-- start TEXT PROVIDED --

Dr Claassens said there were more than 7 000 unsettled claims and more than 19 000 unfinalised ‘old order’ claims. At the current rate of finalising 560 claims a year, it would take at least 35 years to finalise the old order claims. New order claims that had already been lodged after 2014 would take 143 years to settle, and if land claims were reopened and the expected 397 000 claims were lodged, it would take 709 years to complete land restitution.
Due to the limited capacity of the Land Claims Commission, the panel was recommending that the 1913 cutoff for claims was maintained.
Additionally, it had been the finding of the Commission that claims made for the same land had often been lumped together, triggering ethnic and tribal conflict within those areas which had further inhibited agricultural productivity. The panel supported the subdivision of these large shared land allocations, in addition to making the Land Claims Commission independent from the government.
Due to time constraints, Members were limited to asking only clarifying questions of Dr Claassens. Members shared their concern over the failures of Section 25 of the Constitution, questioning whether it should be amended, as was currently being debated.
According to Dr Claassens, the former Minister was in breach of his legal obligations, and his failure to uphold and enforce the Interim Protection of Informal Land Rights Act (IPILRA) had led to systematic dispossession. The opinion of the Committee on this matter was highly split, as some Members defended the Minister and others claimed it was he who was behind the view that black people were not able to farm.
Members appeared far from achieving a consensus on how to approach this complicated issue, which had plagued the nation since apartheid. However, the findings of the high level panel had now been presented and a report containing its recommendations would be digested by Parliament, piece by piece.
Dr Aninka Claassens, Director: Land and Accountability Research Centre, University of Cape Town, and a member of the high level panel that was led by former president Kgalema Motlanthe, commented that she was aware of the irony of her being white and talking about land. It should not go without comment, but she was only one member of the panel and the recommendations followed the views of the entire panel, not just her own.

-- end TEXT PROVIDED --

INSTRUCTION A
In the land claims passage, how many years would land restitution take if claims were reopened and the expected 397 000 claims were lodged?
INSTRUCTION B
Quote the land claims passage, starting at the words "Dr Claassens said" and stopping after "claims was maintained.".
INSTRUCTION C
Write what comes next in the land claims passage, picking up after its last sentence.
You won't need the records for any of this.

-- start STORED ROWS --

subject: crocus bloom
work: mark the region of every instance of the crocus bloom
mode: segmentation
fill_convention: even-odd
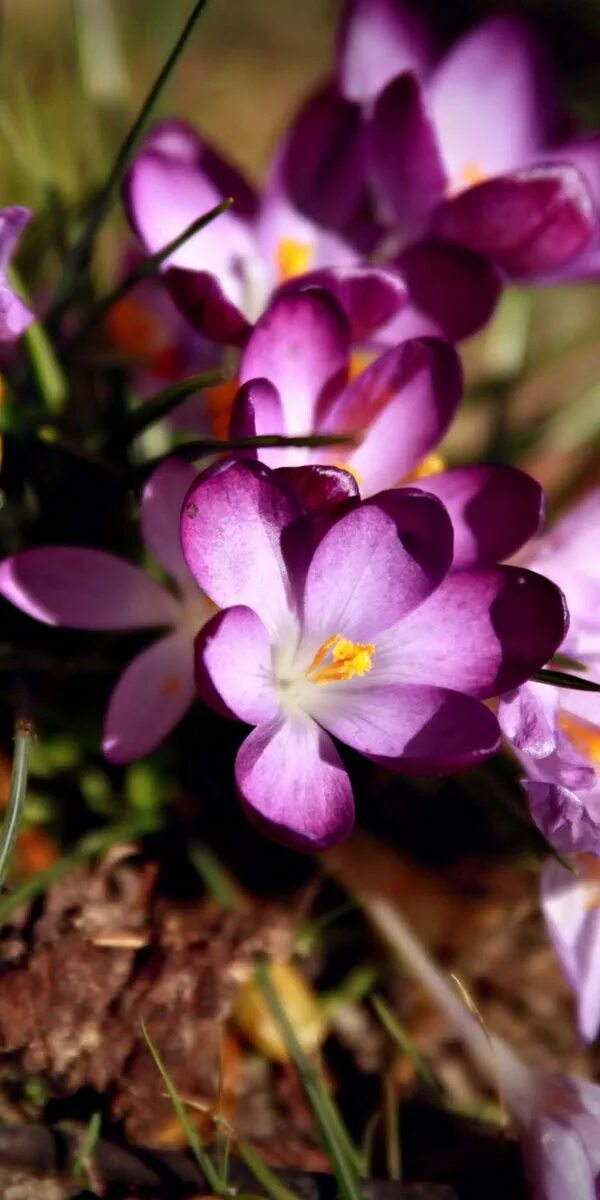
[[[112,694],[103,749],[115,763],[140,758],[181,720],[192,703],[193,640],[214,606],[198,590],[179,548],[179,514],[194,479],[172,458],[149,479],[142,533],[178,594],[115,554],[79,546],[38,546],[0,563],[0,594],[47,625],[133,630],[167,626],[126,667]]]
[[[299,520],[300,518],[300,520]],[[224,611],[202,632],[200,696],[257,728],[235,778],[254,816],[311,847],[344,838],[352,788],[332,738],[403,772],[498,748],[481,698],[563,636],[562,594],[509,566],[452,571],[452,527],[413,488],[302,517],[287,481],[229,461],[184,504],[185,559]]]
[[[30,217],[29,209],[17,205],[0,211],[0,349],[17,342],[34,319],[7,278],[11,258]]]
[[[343,860],[336,864],[343,878]],[[466,1008],[402,914],[382,894],[360,896],[374,928],[424,985],[512,1116],[533,1200],[598,1200],[600,1087],[586,1079],[532,1070]]]
[[[149,253],[228,196],[233,209],[164,263],[172,295],[209,338],[242,346],[274,290],[290,281],[329,288],[356,340],[404,305],[406,286],[396,271],[365,265],[352,245],[294,211],[275,187],[259,205],[238,172],[182,121],[164,121],[152,131],[125,186],[127,215]]]
[[[353,446],[254,454],[269,467],[346,467],[362,497],[426,475],[419,486],[438,496],[452,518],[455,566],[499,562],[533,536],[544,516],[544,496],[533,479],[503,466],[442,470],[432,455],[461,397],[460,361],[448,342],[402,342],[346,383],[355,367],[348,323],[330,294],[311,289],[280,296],[244,350],[232,436],[353,436]]]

-- end STORED ROWS --

WRITTEN RESPONSE A
709 years.

WRITTEN RESPONSE B
Dr Claassens said there were more than 7 000 unsettled claims and more than 19 000 unfinalised ‘old order’ claims. At the current rate of finalising 560 claims a year, it would take at least 35 years to finalise the old order claims. New order claims that had already been lodged after 2014 would take 143 years to settle, and if land claims were reopened and the expected 397 000 claims were lodged, it would take 709 years to complete land restitution.
Due to the limited capacity of the Land Claims Commission, the panel was recommending that the 1913 cutoff for claims was maintained.

WRITTEN RESPONSE C
How could Parliament exercise oversight? The panel noted the lack of policy coherence in relation to land. For example, there had been no White Papers since 1997. It had become incredibly difficult for Members of Parliament to measure the content of bills against agreed policy objectives. The problem was there were constant ad hoc policy changes, some not even made public yet, and resources were spent on them as they were implemented. In the public hearings the panel held, people kept complaining that the goal posts were shifting constantly. The budget was being spent on issues not approved by the Cabinet or mandated by legislation.
Dr Claassens said that unless there was policy coherence, there was a real danger of getting lost in the detail, especially if the laws were not sequenced correctly. An example of difficulty Parliament faced in relation to how bills were sequenced was the current Communal Property Association (CPA) amendment bill, which was being processed, although the Communal Land Tenure bill had not yet been tabled.
The Land Framework Bill sought to provide coherence between three legs of land reform -- redistribution, restitution and tenure. Redistribution and restitution were meant to be discrete programmes, whereas tenure was cross-cutting. There were various types of tenure insecurity, involving farm workers, communal areas, and those living in shacks around the city. It was impossible to have a one size fits all solution to the various tenure problems. Tenure also related to the form of rights (tenure security) that people would get through restitution and redistribution.
In regard to the delivery failures of restitution and redistribution, people were complaining of being lumped together by the hundreds on one farm where they were meant to be farming. Strategic partners that were imposed on them kept them out of the decision-making processes. Other complaints that were heard were that there were long delays in acquiring land, with some claims prioritised at the expense of others.
The failures in tenure reform were different from the failures in restitution and redistribution. Black people were being dispossessed of communal land by mining and development, and they were not consulted for their consent nor were they being compensated.
There was overlap between delivery failures and tenure issues. The few people that managed to obtain redistribution of land remained tenants of the state with conditional use until they had proven productivity at farming, but this made it impossible. How could one farm land productively when there were 300 other people sharing a former white farm? It was not a matter of people being bad farmers -- it was the model that was bad.
The pace of land redistribution had slowed down dramatically, with 2015/16 at the lowest level since 2000. In 2016/17 no hectares had been transferred.
Gender was emphasised in all policies, but women represented only 23% of the beneficiaries. There were no adequate criteria to measure who was actually getting the land.
The failures in agricultural production were blamed on the people, with claims that it was the fighting among one another and a lack of skills that was causing their poor productivity. However, the business plans were all based on the model of large commercial agriculture. With 300 families substituting the previous white farmer, there was a fundamental misfit between the vision of agriculture being pursued and the methods being used to pursue it.
The people were very angry towards the strategic partners, and the lack of access to land, budgets and agency. They felt like they were being treated the same way as apartheid. Post transfer support and coordination was a major problem.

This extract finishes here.